## [Data for the task]
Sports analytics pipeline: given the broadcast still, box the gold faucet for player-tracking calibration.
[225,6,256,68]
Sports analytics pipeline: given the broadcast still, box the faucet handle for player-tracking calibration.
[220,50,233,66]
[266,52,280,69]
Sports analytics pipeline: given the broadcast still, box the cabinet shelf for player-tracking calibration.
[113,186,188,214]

==

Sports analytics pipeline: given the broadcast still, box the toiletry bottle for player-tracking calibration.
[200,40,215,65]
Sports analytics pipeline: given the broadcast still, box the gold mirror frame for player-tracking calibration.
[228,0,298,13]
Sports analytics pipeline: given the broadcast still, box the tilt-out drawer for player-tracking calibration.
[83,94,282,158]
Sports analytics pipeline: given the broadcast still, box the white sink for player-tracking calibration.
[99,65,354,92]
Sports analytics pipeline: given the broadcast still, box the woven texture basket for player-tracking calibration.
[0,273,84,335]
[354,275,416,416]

## [What the task asks]
Please rescale the records starting with the line that contains "faucet for player-tracking calibration." and going on through the line that contains "[266,52,280,69]", both included. Write out every line of that stretch again, the wording lines unchanged, and multiply each bounding-box coordinate in the answers by 1.7, rounding to whole numbers with halves going up.

## [Finished exercise]
Sports analytics pipeline: given the broadcast still, box the gold faucet for player-tracking calibration.
[383,10,435,116]
Sports analytics pipeline: given the broadcast still, box the faucet handle for player-tracking calibration.
[374,85,396,112]
[452,88,476,117]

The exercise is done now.